■ STATED PROBLEM ■
Show each line from the rows below that contains the word "concrete", copied without changes.

Start PROVIDED RECORDS

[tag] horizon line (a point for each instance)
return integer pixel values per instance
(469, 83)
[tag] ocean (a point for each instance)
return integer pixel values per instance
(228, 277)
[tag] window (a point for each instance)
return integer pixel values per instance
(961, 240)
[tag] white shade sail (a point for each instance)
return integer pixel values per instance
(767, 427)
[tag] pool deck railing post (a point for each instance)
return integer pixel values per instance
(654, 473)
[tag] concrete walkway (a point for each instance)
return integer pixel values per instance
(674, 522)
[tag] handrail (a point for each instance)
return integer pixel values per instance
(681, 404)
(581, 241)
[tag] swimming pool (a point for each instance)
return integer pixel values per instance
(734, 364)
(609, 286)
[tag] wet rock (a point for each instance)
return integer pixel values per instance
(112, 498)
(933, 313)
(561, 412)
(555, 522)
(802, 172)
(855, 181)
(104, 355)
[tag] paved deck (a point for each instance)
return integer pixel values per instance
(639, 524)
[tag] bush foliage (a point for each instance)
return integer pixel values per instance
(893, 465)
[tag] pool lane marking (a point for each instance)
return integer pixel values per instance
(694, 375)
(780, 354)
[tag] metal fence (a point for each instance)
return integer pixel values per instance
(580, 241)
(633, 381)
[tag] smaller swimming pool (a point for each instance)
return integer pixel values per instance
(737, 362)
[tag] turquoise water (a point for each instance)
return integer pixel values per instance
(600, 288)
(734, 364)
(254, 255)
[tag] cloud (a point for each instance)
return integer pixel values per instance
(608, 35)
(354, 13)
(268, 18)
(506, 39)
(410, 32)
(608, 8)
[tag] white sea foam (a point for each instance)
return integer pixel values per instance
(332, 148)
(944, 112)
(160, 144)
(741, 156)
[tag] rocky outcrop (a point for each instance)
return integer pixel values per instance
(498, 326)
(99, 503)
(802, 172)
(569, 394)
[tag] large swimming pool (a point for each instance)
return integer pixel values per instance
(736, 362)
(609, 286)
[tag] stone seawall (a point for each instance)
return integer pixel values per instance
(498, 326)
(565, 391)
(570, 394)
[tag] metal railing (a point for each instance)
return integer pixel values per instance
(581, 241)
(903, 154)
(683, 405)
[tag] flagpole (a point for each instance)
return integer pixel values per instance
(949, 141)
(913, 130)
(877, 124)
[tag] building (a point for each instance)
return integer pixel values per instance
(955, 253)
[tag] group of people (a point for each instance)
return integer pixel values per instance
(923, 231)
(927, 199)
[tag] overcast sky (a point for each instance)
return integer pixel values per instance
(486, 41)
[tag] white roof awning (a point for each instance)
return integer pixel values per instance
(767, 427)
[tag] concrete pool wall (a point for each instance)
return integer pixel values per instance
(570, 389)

End PROVIDED RECORDS
Start PROVIDED RECORDS

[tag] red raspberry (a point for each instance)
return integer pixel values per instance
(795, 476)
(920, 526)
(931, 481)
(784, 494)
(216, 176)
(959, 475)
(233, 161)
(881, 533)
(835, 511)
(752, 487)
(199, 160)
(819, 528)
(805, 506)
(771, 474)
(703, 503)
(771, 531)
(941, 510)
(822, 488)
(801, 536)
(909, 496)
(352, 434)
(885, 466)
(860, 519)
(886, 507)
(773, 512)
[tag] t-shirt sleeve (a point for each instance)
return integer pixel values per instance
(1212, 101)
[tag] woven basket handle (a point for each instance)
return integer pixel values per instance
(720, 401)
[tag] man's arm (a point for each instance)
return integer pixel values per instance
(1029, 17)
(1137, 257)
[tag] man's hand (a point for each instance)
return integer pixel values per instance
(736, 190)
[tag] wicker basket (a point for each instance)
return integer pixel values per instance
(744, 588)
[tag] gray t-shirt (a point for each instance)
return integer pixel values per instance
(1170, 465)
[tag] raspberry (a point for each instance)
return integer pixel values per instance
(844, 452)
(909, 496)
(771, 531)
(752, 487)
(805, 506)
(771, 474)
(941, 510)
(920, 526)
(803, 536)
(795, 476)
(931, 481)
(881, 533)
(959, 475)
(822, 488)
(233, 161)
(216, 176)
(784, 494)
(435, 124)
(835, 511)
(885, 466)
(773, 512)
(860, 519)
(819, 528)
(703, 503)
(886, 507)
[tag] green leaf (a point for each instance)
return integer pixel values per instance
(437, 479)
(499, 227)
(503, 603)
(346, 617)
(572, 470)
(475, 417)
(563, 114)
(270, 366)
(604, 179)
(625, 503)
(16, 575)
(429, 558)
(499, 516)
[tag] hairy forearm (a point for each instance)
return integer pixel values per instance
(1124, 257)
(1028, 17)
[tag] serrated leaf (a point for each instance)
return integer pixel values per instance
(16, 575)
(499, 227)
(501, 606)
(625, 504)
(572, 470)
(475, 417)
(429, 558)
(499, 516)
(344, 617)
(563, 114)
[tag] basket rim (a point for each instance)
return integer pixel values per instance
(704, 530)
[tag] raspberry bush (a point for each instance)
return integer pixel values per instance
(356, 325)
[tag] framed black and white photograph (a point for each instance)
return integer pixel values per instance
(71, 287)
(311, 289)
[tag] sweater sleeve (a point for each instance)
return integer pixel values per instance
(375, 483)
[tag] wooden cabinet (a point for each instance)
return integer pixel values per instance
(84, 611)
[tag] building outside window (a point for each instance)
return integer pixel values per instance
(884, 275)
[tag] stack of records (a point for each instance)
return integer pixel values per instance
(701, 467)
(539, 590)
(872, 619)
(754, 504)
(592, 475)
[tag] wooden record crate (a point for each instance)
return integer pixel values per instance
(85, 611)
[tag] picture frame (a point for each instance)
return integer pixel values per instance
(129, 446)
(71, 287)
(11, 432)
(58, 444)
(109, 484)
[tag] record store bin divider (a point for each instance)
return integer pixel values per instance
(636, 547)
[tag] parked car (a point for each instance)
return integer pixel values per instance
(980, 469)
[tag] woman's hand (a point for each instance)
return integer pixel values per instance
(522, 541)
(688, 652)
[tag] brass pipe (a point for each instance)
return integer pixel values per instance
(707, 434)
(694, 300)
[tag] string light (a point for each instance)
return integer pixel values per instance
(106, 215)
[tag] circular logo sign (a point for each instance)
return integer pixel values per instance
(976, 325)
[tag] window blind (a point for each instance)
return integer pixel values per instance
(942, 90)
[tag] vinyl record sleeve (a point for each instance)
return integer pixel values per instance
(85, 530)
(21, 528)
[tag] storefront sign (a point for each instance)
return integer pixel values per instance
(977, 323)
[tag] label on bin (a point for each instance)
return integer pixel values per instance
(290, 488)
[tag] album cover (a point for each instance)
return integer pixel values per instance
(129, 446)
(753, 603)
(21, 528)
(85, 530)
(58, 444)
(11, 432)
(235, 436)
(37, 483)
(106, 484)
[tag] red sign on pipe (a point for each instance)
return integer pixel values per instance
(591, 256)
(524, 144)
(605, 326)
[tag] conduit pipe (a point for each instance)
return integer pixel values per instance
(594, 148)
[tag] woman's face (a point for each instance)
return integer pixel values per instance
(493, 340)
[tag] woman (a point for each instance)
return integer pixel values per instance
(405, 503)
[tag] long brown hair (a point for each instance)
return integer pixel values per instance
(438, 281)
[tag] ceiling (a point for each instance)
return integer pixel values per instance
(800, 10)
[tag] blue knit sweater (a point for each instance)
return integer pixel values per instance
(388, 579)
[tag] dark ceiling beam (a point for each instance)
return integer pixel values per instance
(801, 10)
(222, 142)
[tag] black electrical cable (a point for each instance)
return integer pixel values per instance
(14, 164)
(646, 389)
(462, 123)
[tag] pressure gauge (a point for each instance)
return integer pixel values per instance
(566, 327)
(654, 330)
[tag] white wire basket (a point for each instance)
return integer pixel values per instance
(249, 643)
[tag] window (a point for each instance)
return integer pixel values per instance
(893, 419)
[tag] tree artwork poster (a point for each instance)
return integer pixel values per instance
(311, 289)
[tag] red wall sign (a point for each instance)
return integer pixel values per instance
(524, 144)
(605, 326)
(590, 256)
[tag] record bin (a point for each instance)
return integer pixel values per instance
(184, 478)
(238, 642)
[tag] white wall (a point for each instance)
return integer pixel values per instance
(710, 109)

End PROVIDED RECORDS
Start PROVIDED RECORDS

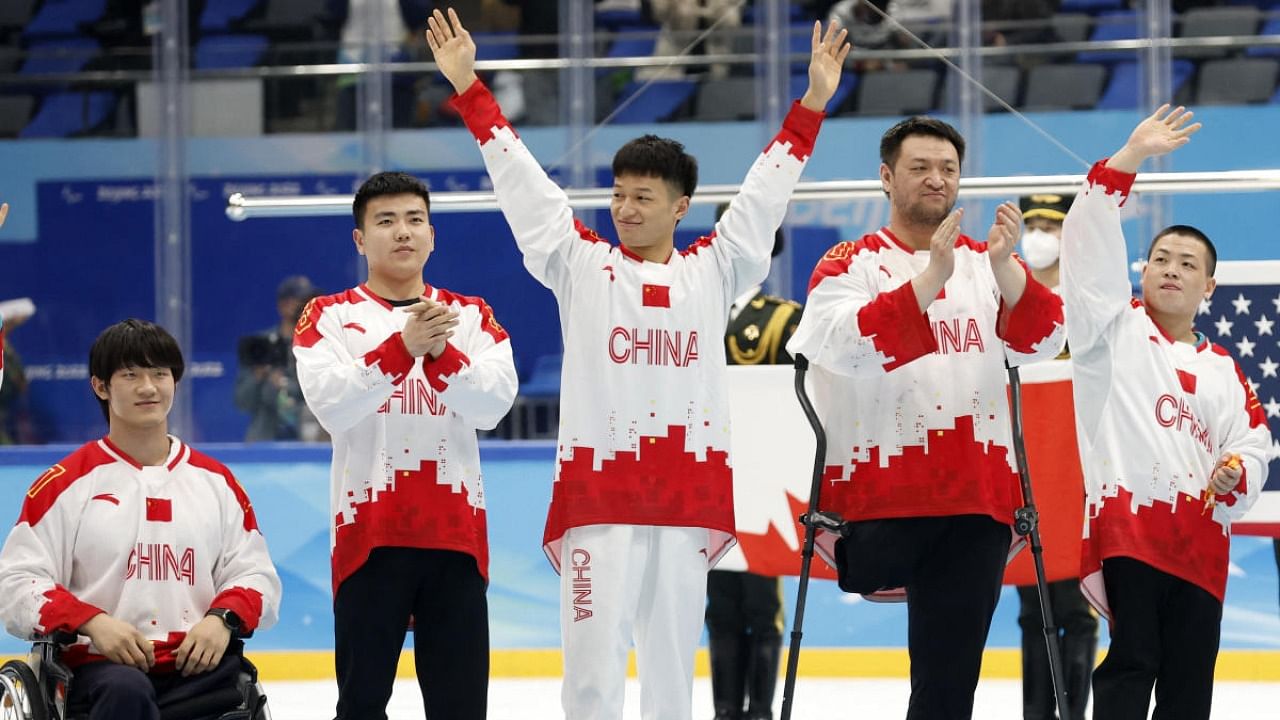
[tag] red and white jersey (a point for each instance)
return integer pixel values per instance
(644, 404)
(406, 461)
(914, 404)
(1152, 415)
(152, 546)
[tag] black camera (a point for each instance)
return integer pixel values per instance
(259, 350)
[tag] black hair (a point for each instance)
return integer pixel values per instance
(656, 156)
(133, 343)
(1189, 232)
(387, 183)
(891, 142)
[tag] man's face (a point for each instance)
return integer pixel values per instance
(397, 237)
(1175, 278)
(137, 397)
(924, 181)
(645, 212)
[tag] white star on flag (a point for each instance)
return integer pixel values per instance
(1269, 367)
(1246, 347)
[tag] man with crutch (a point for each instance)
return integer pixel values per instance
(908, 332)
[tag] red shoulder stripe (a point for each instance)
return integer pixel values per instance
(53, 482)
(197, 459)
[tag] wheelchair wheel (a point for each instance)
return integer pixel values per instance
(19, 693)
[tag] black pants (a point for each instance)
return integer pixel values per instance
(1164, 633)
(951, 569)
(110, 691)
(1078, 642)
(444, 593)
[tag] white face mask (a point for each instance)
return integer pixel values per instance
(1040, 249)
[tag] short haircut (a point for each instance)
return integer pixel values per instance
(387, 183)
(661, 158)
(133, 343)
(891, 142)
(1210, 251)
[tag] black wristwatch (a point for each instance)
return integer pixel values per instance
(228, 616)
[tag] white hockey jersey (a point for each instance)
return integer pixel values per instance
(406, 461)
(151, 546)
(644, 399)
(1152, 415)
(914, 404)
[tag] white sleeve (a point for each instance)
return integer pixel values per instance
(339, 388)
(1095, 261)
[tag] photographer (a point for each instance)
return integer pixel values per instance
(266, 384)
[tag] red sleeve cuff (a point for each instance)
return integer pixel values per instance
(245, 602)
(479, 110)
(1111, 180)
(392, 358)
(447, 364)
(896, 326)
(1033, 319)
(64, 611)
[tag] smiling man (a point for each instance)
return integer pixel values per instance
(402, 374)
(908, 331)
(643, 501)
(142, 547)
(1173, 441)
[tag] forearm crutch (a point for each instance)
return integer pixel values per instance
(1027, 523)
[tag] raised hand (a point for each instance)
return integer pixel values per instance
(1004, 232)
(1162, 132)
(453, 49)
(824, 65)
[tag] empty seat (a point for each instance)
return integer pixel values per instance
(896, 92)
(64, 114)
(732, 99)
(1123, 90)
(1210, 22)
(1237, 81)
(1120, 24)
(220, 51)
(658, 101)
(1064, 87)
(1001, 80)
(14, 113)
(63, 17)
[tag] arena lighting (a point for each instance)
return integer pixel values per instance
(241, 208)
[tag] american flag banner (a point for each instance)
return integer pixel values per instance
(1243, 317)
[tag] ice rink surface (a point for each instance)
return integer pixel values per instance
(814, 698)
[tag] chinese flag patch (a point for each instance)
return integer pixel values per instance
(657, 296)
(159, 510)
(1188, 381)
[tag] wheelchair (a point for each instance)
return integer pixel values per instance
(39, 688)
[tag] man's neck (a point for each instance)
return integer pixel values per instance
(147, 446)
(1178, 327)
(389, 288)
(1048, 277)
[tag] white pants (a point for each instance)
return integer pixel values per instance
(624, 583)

End PROVIDED RECORDS

■ RESULT ■
[tag] concrete walkway (a point for each instance)
[tag] concrete pool wall (a point for each instance)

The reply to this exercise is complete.